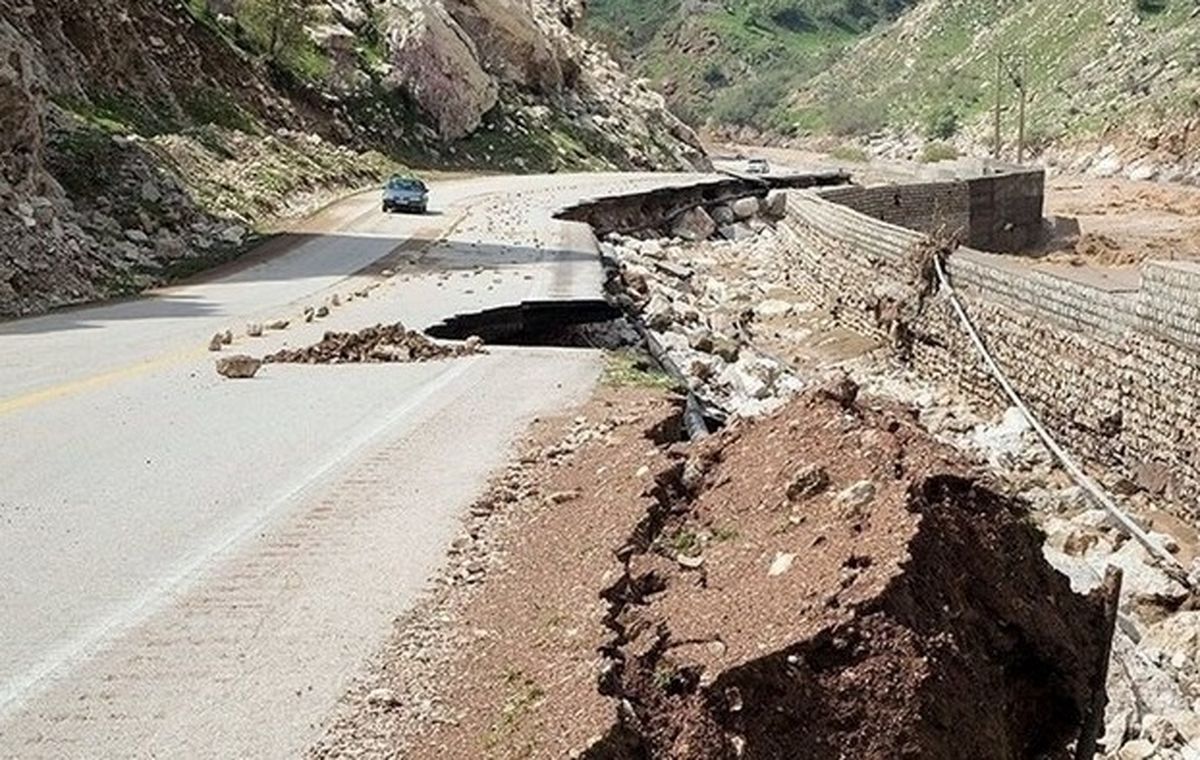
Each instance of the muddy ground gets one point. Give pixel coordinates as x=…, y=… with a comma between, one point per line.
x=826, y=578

--

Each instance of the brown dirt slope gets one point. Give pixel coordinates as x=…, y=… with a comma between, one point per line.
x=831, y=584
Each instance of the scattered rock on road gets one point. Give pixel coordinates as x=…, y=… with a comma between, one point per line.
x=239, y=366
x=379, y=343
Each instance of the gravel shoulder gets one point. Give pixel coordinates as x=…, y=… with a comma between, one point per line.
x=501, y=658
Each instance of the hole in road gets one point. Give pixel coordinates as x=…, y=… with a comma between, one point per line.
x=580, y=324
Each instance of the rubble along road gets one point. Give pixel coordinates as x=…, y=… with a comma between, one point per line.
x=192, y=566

--

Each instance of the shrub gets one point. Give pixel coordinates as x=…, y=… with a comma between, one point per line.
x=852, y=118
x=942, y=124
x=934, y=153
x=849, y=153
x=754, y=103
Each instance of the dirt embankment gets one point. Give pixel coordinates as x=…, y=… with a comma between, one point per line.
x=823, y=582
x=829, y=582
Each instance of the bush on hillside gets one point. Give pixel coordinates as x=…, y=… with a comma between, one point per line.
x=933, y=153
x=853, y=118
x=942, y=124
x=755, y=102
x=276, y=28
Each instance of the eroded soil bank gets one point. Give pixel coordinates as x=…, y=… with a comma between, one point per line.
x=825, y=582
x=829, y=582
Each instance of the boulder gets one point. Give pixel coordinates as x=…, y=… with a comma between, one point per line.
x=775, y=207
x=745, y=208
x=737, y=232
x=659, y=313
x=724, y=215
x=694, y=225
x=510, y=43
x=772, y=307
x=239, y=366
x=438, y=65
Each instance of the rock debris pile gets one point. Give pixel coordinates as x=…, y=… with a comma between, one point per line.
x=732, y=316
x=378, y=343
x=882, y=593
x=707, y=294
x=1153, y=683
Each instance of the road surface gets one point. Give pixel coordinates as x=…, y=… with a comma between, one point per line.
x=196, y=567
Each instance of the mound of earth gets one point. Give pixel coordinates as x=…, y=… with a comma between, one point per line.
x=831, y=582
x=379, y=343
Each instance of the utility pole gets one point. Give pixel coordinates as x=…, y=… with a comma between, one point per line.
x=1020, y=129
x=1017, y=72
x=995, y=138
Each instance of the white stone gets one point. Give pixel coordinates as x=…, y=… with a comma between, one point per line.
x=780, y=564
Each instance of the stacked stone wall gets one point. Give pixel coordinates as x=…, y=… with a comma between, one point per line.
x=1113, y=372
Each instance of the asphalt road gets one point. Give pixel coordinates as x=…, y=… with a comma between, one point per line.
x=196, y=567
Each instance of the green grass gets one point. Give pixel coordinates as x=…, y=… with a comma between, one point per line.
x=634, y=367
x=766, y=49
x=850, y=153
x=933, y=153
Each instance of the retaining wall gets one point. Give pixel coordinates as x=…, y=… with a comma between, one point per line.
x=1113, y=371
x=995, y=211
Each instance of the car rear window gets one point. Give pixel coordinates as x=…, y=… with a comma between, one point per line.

### Problem to solve
Set down, exactly as they appear above, all lines from the one that has "Each instance of the utility" down to the one that has "Each instance of the car", including those two and no others.

### Answer to this exercise
Each instance of the utility pole gets one point. Give pixel coordinates as x=…, y=… with a comma between, one point per line.
x=1020, y=129
x=1017, y=72
x=995, y=138
Each instance of the white stone gets one point. Give pixel coordinates as x=…, y=… with a comma between, one point per line.
x=780, y=564
Each instance of the stacked stone wall gets one point. Give pixel coordinates as x=…, y=… with a comma between, one point per line.
x=1113, y=372
Each instance of the asphalt road gets one point. Give pixel coordinates as x=…, y=… with a comma between, one point per line.
x=196, y=567
Each instance of the green grass gets one point. Give pixel coordinates as x=…, y=… with a comma between, one point per line.
x=634, y=367
x=766, y=49
x=850, y=153
x=933, y=153
Each instance of the retaining wall gets one point. Give pixel coordinates as x=…, y=… with a comma between, one point per line.
x=1113, y=371
x=995, y=211
Each instance of the car rear window gets one point. Give pixel coordinates as x=…, y=… with a comma between, one point per line.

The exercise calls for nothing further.